_GIVEN ENTRIES_:

● ● ●

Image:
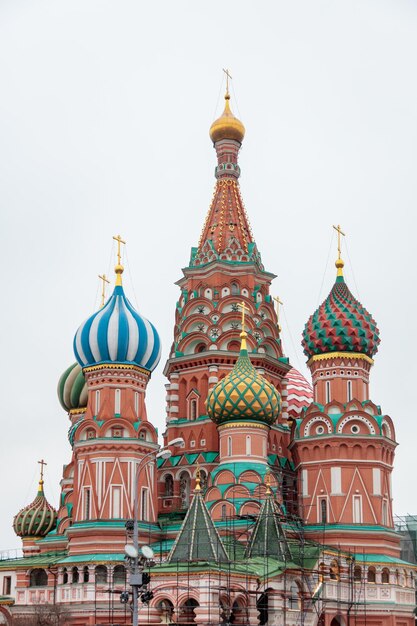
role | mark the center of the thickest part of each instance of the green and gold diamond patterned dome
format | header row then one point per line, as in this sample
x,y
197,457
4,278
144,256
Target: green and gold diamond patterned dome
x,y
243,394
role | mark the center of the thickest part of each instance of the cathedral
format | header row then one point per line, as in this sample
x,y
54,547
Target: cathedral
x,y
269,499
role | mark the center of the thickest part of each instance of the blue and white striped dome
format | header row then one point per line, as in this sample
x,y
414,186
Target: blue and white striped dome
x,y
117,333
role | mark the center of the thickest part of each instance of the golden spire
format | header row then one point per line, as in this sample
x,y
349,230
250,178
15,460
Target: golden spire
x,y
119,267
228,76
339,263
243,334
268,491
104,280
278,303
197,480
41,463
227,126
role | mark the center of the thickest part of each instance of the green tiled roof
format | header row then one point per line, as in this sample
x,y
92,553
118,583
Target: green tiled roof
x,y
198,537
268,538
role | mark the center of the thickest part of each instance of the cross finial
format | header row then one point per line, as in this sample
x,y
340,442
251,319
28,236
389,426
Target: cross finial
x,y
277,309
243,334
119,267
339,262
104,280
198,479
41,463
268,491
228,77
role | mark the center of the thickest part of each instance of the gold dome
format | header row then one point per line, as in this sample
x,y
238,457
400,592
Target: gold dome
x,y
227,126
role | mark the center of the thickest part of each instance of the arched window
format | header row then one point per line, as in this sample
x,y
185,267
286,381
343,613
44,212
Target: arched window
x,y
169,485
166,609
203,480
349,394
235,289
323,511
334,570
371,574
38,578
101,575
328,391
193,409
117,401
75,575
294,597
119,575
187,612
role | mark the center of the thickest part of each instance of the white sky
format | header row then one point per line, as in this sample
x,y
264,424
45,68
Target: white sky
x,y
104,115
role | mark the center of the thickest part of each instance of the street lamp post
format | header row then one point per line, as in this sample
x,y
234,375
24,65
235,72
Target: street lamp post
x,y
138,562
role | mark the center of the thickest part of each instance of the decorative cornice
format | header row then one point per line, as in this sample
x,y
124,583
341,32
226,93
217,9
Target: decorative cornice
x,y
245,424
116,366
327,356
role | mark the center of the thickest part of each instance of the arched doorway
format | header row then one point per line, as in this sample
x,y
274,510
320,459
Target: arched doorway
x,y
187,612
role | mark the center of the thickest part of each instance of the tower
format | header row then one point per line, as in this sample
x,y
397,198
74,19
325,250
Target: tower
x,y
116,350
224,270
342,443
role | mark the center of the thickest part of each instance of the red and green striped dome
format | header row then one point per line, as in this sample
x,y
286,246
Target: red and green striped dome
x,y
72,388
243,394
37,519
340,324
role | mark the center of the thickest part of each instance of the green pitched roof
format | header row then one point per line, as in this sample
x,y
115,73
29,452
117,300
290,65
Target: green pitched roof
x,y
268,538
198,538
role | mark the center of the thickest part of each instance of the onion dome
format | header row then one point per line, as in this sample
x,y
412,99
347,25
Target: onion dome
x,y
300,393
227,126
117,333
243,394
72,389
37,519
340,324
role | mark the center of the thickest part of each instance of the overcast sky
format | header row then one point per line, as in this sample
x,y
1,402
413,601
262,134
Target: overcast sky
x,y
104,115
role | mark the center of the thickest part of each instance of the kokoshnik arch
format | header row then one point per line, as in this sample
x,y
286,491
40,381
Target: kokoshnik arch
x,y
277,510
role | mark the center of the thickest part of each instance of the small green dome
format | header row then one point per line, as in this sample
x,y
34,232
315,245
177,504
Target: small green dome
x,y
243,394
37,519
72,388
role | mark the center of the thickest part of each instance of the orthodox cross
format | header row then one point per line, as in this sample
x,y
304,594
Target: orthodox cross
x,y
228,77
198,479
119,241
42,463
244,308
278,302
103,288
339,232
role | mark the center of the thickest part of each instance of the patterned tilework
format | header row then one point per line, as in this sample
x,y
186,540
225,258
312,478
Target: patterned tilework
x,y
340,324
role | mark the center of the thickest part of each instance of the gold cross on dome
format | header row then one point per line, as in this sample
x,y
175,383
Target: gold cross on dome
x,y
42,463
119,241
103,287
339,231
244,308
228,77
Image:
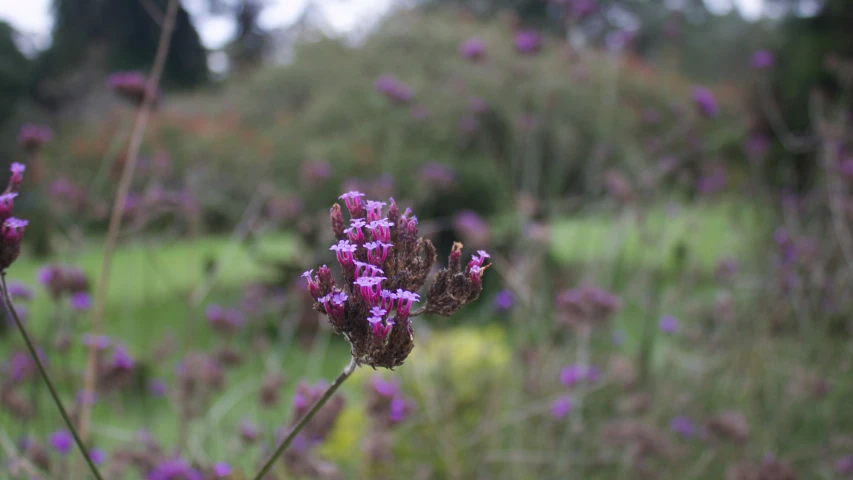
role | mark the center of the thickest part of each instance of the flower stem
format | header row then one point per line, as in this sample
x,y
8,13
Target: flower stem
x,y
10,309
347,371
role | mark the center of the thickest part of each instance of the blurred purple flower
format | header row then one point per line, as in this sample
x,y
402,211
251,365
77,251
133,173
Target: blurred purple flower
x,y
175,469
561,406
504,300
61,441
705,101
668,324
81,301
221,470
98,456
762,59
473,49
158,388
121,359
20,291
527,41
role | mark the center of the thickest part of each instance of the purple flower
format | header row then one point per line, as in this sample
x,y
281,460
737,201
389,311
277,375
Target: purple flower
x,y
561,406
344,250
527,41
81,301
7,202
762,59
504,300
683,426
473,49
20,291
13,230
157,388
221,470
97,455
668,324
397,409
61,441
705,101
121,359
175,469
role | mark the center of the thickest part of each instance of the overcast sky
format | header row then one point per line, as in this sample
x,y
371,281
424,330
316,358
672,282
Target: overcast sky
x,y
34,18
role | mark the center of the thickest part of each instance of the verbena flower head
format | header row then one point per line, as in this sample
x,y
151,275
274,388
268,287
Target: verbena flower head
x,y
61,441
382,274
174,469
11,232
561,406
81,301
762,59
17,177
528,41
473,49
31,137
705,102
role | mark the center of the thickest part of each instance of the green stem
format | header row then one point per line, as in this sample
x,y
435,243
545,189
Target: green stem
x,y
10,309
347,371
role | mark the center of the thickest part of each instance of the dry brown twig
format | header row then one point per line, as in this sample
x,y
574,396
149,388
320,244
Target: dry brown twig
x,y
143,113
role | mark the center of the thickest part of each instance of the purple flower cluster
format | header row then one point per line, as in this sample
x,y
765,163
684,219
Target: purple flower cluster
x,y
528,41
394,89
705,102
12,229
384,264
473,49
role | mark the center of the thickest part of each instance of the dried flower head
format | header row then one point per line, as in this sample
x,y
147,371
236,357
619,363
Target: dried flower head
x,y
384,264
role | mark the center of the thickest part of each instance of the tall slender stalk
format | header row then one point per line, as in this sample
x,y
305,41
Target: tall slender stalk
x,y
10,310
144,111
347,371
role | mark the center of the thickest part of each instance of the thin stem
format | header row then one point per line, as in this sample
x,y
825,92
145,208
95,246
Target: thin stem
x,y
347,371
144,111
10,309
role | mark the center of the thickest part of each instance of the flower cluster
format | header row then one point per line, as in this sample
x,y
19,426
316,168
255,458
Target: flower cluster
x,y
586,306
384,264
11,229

● ● ●

_GIVEN INSTRUCTION_:
Copy each line above precisely, dropping the pictures.

_COMPLETE RESPONSE_:
Image:
role | mark the center of the thickest part of each instance of the green and gold diamond patterned dome
format | header row then one point per line, as in this sample
x,y
197,457
4,278
144,256
Target: green and gold diamond patterned dome
x,y
243,394
role | mark the center of the thickest part of each instance of the cathedral
format | header row then one point per line, as in this sample
x,y
54,547
Target: cathedral
x,y
269,499
role | mark the center of the thickest part of each instance of the blue and white striped dome
format | header row then one point per line, as in this sample
x,y
414,186
Target: blue and white striped dome
x,y
117,333
role | mark the center of the thickest part of each instance of the golden spire
format | header row then one point per line, as in this sample
x,y
349,230
250,178
15,460
Target: golden spire
x,y
119,267
228,76
339,263
243,334
268,491
104,280
278,303
197,480
41,463
227,126
role | mark the center of the thickest part of each instance of the green tiled roof
format | header row then one point per line, as in this sample
x,y
92,553
118,583
Target: green tiled roof
x,y
198,537
268,538
role | mark the center of the thickest part of each instance of the cross finial
format | header row then one point per line, as in this sample
x,y
340,442
251,319
28,236
389,426
Target: cross finial
x,y
277,309
243,334
119,267
339,262
104,280
198,479
41,463
268,491
228,77
role | mark the center of the thickest part of each instance of the gold dome
format | header row then one point per line, as in this sample
x,y
238,457
400,592
Target: gold dome
x,y
227,126
role | mark the center of the thickest part of each instance of the arched window
format | header row then one point per line, as in this sample
x,y
185,267
286,381
343,613
44,212
Target: arched window
x,y
169,485
166,609
203,480
349,394
235,289
323,511
334,570
371,574
38,578
101,575
328,391
193,409
117,401
75,575
294,597
119,575
187,612
role | mark the center of the thickest part of each instance of the white sky
format | header row then one point per line, as in this sample
x,y
264,424
45,68
Target: white sky
x,y
104,115
role | mark the center of the thickest part of each instance of the street lamp post
format | header row then one point per line, as in this sample
x,y
234,375
24,65
235,72
Target: street lamp post
x,y
138,562
role | mark the center of the thickest part of each instance of the decorative cornice
format | header row then one point per line, as in this sample
x,y
124,583
341,32
226,93
217,9
Target: decorative cornice
x,y
245,424
116,366
327,356
role | mark the center of the thickest part of each instance of the arched doorway
format | header row then one point per line, as in this sample
x,y
274,510
320,459
Target: arched doorway
x,y
187,612
role | mark the center of the thickest part of each instance of the tower
format | header row then one point per line, as in this sample
x,y
397,198
74,19
325,250
Target: tower
x,y
116,350
224,270
342,443
role | mark the center of the thickest part of each instance of the red and green striped dome
format | header row then one point per line, as in this sample
x,y
286,246
Target: red and green striped dome
x,y
72,388
243,394
37,519
340,324
role | mark the center of the thickest part of each instance of the green pitched roof
format | header row then one point per line, as in this sample
x,y
115,73
29,452
117,300
290,65
Target: green pitched roof
x,y
268,538
198,538
role | mark the center of the thickest part of each instance of the onion dome
format | header row then one point per line, as in this sample
x,y
412,99
347,25
Target: onion dome
x,y
300,393
227,126
117,333
243,394
72,389
37,519
340,324
role | mark the center of the thickest part of each instance of the overcast sky
format | header row then one point per line, as in this sample
x,y
1,402
413,601
262,134
Target: overcast sky
x,y
104,115
role | mark the center of the thickest part of each instance of the kokoshnik arch
format | header row then one point per line, as in this sample
x,y
286,491
40,381
Target: kokoshnik arch
x,y
277,510
role | mark the center of the thickest part of each instance of the small green dome
format | header row then one point per line, as in this sample
x,y
34,232
315,245
177,504
Target: small green dome
x,y
243,394
37,519
72,388
role | mark the center of the thickest part of each instance of the orthodox cross
format | header row then one point per line, as in this sample
x,y
304,594
Target: orthodox cross
x,y
228,77
198,479
119,241
42,463
244,308
278,302
103,288
339,232
role | mark the center of the thickest part of each instance of the patterned tilework
format | header row then one point per line, as in this sample
x,y
186,540
225,258
312,478
Target: patterned tilework
x,y
340,324
role | mark the center of the thickest part of each instance of the gold cross on dome
format | header row then one point per line, as in this sample
x,y
175,383
Target: gold cross on dome
x,y
42,463
119,241
103,287
339,231
244,308
228,77
Image:
role | mark the center of the thickest part of each instance of the flower stem
format | header row then one point per line, as in this sample
x,y
8,13
Target: flower stem
x,y
10,309
347,371
role | mark the center of the thickest part of each instance of the blurred purple flower
format | header row then one point per line, as in this sample
x,y
402,211
251,365
77,251
133,173
Target: blurred purple flower
x,y
175,469
561,406
504,300
61,441
705,101
668,324
81,301
221,470
98,456
762,59
473,49
158,388
121,359
20,291
527,41
role | mark the center of the thickest part of each instance of the purple flower
format | header row then one point per line, as in this sample
x,y
281,460
737,201
389,311
277,375
Target: purple flower
x,y
561,406
344,250
527,41
81,301
7,202
762,59
504,300
683,426
473,49
20,291
13,230
157,388
221,470
97,455
668,324
397,409
61,441
705,101
121,359
175,469
role | mark the center of the thickest part of each instance of the overcast sky
format | header row then one point per line, as in this sample
x,y
371,281
424,330
316,358
672,282
Target: overcast sky
x,y
34,18
role | mark the center of the thickest part of each instance of the verbena flower head
format | header row then one point per line, as in this sample
x,y
151,275
274,388
268,287
Target: verbena flower head
x,y
61,441
382,274
174,469
11,232
561,406
81,301
762,59
17,177
528,41
473,49
31,137
705,102
role | mark the center of the thickest part of each instance of the green stem
format | header row then one point per line, as in this sample
x,y
435,243
545,189
Target: green stem
x,y
10,309
347,371
role | mark the center of the thickest part of each instance of the dry brown twig
format | header row then one point per line, as in this sample
x,y
574,396
149,388
320,244
Target: dry brown twig
x,y
143,113
role | mark the center of the thickest part of each instance of the purple flower cluster
format | header row then one point per line, as in this sample
x,y
765,163
684,219
Target: purple flower cluster
x,y
528,41
394,89
705,102
12,229
384,264
473,49
role | mark the center of the thickest part of each instance of the dried flower head
format | header row then one point per line, as in this sample
x,y
147,371
236,357
619,363
Target: dried flower head
x,y
384,264
role | mark the center of the thickest part of each instance of the tall slender stalk
format | header row then one point per line, as in this sample
x,y
305,41
Target: tall slender stalk
x,y
10,310
144,111
347,371
role | mark the center of the thickest part of each instance of the thin stem
format | header row then one point per line, as in this sample
x,y
825,92
145,208
95,246
Target: thin stem
x,y
347,371
144,111
10,309
role | mark the center of the thickest part of each instance of the flower cluster
format | header row then one point per line, as in this sample
x,y
19,426
316,168
255,458
Target: flower cluster
x,y
586,306
384,264
11,229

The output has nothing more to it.